### 抜粋本文
上記(1)のとおり、原処分に係る調査結果の内容の説明に原処分を取り消すべき違法はなく、上記(2)のとおり、本件各法人税更正処分の理由の付記に不備はなく、上記(3)のとおり、K社は、本件各K社事業年度において非関連者基準を満たさないことから、請求人に係る対象外国関係会社に該当する。
 以上に基づき、当審判所において対象外国関係会社の課税対象金額に相当する金額を計算すると、請求人の本件各事業年度の法人税の所得金額及び納付すべき税額並びに本件各課税事業年度の地方法人税の課税標準法人税額及び納付すべき税額は、いずれも本件各更正処分の額と同額と認められる。
 また、本件各更正処分のその他の部分については、請求人は争わず、当審判所に提出された証拠資料等によっても、これを不相当とする理由は認められない。
 したがって、本件各更正処分はいずれも適法である。

### 提供情報
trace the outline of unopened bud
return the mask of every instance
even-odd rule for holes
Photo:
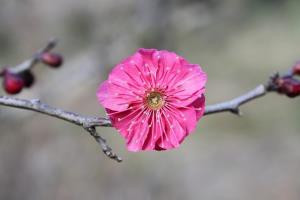
[[[300,75],[300,61],[296,62],[296,64],[293,66],[292,72],[294,75]]]
[[[294,78],[282,78],[278,82],[278,92],[288,97],[300,95],[300,81]]]
[[[34,84],[35,78],[30,70],[21,72],[20,76],[22,77],[22,79],[24,81],[25,87],[30,88]]]
[[[63,57],[58,53],[45,52],[41,55],[41,61],[50,67],[60,67]]]
[[[19,74],[5,70],[3,72],[3,88],[8,94],[18,94],[24,87],[24,80]]]

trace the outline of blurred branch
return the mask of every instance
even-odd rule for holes
[[[267,92],[268,90],[264,85],[259,85],[255,89],[247,92],[246,94],[239,96],[235,99],[232,99],[230,101],[206,106],[204,115],[210,115],[210,114],[220,113],[220,112],[232,112],[233,114],[241,115],[241,111],[240,111],[241,105],[249,101],[252,101],[256,98],[262,97]]]
[[[41,61],[41,55],[43,53],[51,51],[57,45],[57,42],[58,41],[56,39],[50,39],[46,46],[37,51],[30,59],[22,62],[21,64],[15,67],[11,67],[9,70],[17,74],[33,68],[36,64],[38,64]]]
[[[205,115],[219,113],[219,112],[226,112],[226,111],[230,111],[235,114],[240,114],[239,106],[265,95],[266,92],[267,90],[265,86],[260,85],[254,90],[240,97],[237,97],[231,101],[206,106]],[[34,112],[42,113],[81,126],[87,132],[89,132],[90,135],[93,136],[94,139],[100,144],[102,151],[106,156],[118,162],[122,161],[122,159],[118,157],[112,151],[112,149],[107,145],[106,140],[103,137],[101,137],[96,131],[96,127],[98,126],[105,126],[105,127],[112,126],[110,120],[107,118],[87,117],[87,116],[79,115],[74,112],[69,112],[69,111],[65,111],[59,108],[49,106],[45,103],[42,103],[38,99],[26,100],[26,99],[18,99],[18,98],[7,97],[7,96],[0,96],[0,105],[20,108],[25,110],[31,110]]]
[[[56,46],[56,44],[56,40],[50,40],[47,43],[47,45],[43,49],[38,51],[36,54],[34,54],[32,58],[21,63],[20,65],[10,67],[9,70],[16,74],[22,73],[26,70],[30,70],[35,64],[41,61],[41,55],[43,55],[44,53],[48,53]],[[56,62],[52,62],[53,60],[48,61],[48,64],[58,66],[56,65]],[[56,60],[54,59],[54,61]],[[58,63],[60,64],[61,62]],[[269,82],[266,85],[259,85],[255,89],[230,101],[206,106],[204,115],[215,114],[220,112],[231,112],[233,114],[241,115],[240,106],[250,101],[253,101],[259,97],[262,97],[269,92],[285,94],[288,97],[299,96],[300,81],[294,78],[295,75],[300,75],[300,63],[296,63],[292,70],[290,70],[285,75],[280,76],[279,73],[276,73],[270,78]],[[2,76],[5,76],[5,74],[2,73]],[[76,124],[82,127],[84,130],[86,130],[97,141],[97,143],[99,143],[103,153],[107,157],[116,160],[117,162],[122,161],[122,159],[118,157],[108,146],[106,140],[96,131],[96,127],[99,126],[112,126],[110,120],[107,118],[83,116],[74,112],[65,111],[63,109],[49,106],[38,99],[26,100],[8,96],[0,96],[0,105],[31,110]]]
[[[38,99],[25,100],[0,96],[0,105],[39,112],[81,126],[100,144],[102,151],[106,156],[118,162],[122,161],[120,157],[112,152],[112,149],[106,144],[105,139],[102,138],[95,129],[96,126],[111,126],[110,121],[106,118],[82,116],[73,112],[51,107]]]

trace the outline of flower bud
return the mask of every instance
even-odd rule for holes
[[[30,88],[34,84],[35,78],[30,70],[23,71],[20,73],[20,76],[24,81],[25,87]]]
[[[300,95],[300,81],[293,78],[279,79],[278,92],[288,97],[296,97]]]
[[[63,57],[58,53],[45,52],[41,55],[41,61],[50,67],[60,67],[63,63]]]
[[[296,64],[293,66],[292,72],[294,75],[300,75],[300,61],[296,62]]]
[[[4,72],[3,88],[8,94],[18,94],[24,87],[24,80],[19,74]]]

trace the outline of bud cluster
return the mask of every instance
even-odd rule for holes
[[[288,97],[297,97],[300,95],[300,62],[297,62],[291,69],[291,72],[285,76],[276,74],[271,78],[270,90],[284,94]]]
[[[37,61],[52,68],[58,68],[63,63],[63,57],[58,53],[43,52],[38,55]],[[6,67],[0,72],[3,78],[3,88],[8,94],[18,94],[23,88],[30,88],[35,77],[32,69],[28,68],[20,72],[14,72],[13,68]]]

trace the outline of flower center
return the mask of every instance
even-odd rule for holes
[[[146,101],[148,107],[153,110],[158,110],[164,105],[164,99],[159,92],[150,92]]]

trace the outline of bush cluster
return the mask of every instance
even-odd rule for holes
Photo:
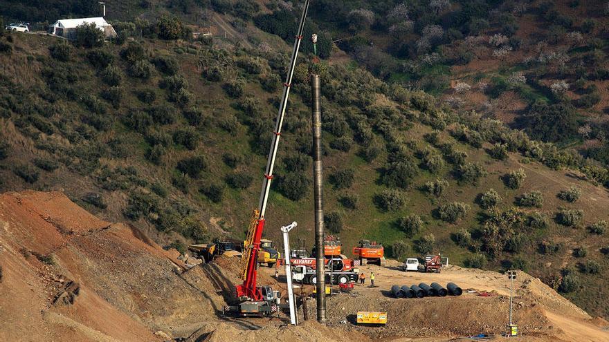
[[[437,210],[441,220],[455,223],[465,218],[465,215],[467,214],[469,209],[469,205],[461,202],[453,202],[441,205]]]
[[[543,195],[536,190],[522,193],[516,198],[516,204],[520,207],[536,207],[540,208],[543,205]]]
[[[501,202],[502,198],[499,193],[493,189],[482,193],[480,198],[480,207],[483,209],[489,209],[497,207]]]
[[[571,203],[577,202],[580,196],[581,196],[581,190],[575,187],[571,187],[567,190],[563,190],[558,194],[558,198]]]

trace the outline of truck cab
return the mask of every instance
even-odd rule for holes
[[[408,258],[404,261],[404,264],[402,265],[402,270],[405,272],[408,271],[419,271],[419,259],[417,258]]]

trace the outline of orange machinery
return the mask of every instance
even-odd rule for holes
[[[361,265],[368,263],[382,265],[385,261],[385,249],[376,241],[361,240],[359,246],[353,248],[354,258],[358,258]]]

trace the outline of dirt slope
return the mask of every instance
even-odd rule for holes
[[[209,314],[193,314],[209,305],[174,273],[179,261],[61,193],[0,196],[0,229],[3,341],[158,341]]]

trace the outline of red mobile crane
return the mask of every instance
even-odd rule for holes
[[[242,259],[242,278],[243,284],[237,285],[237,296],[239,299],[238,307],[239,312],[242,314],[254,314],[264,315],[272,312],[273,305],[276,298],[271,287],[259,287],[256,282],[257,280],[257,255],[260,249],[260,239],[262,237],[262,231],[264,230],[265,214],[266,211],[266,202],[269,200],[269,193],[271,191],[271,181],[273,180],[273,171],[275,168],[275,161],[277,157],[277,150],[281,137],[281,129],[283,125],[283,120],[285,116],[286,106],[288,104],[288,97],[290,93],[290,86],[294,75],[294,68],[296,66],[296,57],[300,48],[300,43],[302,40],[302,33],[304,30],[304,20],[309,10],[310,0],[305,0],[302,8],[302,14],[300,17],[300,23],[298,26],[298,32],[294,41],[294,48],[292,51],[292,58],[288,71],[286,82],[284,84],[283,97],[279,107],[279,113],[277,116],[275,131],[271,144],[271,151],[269,152],[269,158],[266,162],[266,169],[264,173],[264,179],[262,183],[262,191],[260,193],[260,200],[258,208],[252,213],[250,226],[248,229],[247,238],[244,244],[243,257]],[[232,311],[233,307],[228,309]],[[236,309],[236,307],[235,307]]]

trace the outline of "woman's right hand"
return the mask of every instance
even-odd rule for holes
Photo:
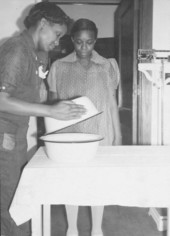
[[[50,105],[49,108],[49,116],[58,120],[78,119],[86,113],[83,105],[68,100]]]

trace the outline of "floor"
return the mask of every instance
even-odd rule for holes
[[[124,119],[126,117],[126,119]],[[121,114],[123,145],[131,145],[127,114]],[[65,236],[67,217],[64,205],[52,206],[51,236]],[[148,208],[106,206],[103,216],[104,236],[166,236],[166,231],[158,231],[155,221],[148,215]],[[90,236],[90,207],[79,207],[79,236]]]
[[[67,218],[63,205],[52,206],[52,236],[65,236]],[[104,236],[166,236],[158,231],[148,215],[148,208],[106,206],[103,216]],[[90,236],[90,207],[79,207],[79,236]]]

### 作業指示
1) 抜粋本文のうち「以上に基づき、当審判所におい」から「したがって、本件各更正処分はいずれも適法である。」までを、一字一句変えずに書き写してください。
2) 抜粋本文によれば、K社が本件各K社事業年度において満たさない基準は何ですか。

### 作業別回答
1)
以上に基づき、当審判所において対象外国関係会社の課税対象金額に相当する金額を計算すると、請求人の本件各事業年度の法人税の所得金額及び納付すべき税額並びに本件各課税事業年度の地方法人税の課税標準法人税額及び納付すべき税額は、いずれも本件各更正処分の額と同額と認められる。
 また、本件各更正処分のその他の部分については、請求人は争わず、当審判所に提出された証拠資料等によっても、これを不相当とする理由は認められない。
 したがって、本件各更正処分はいずれも適法である。

2) 非関連者基準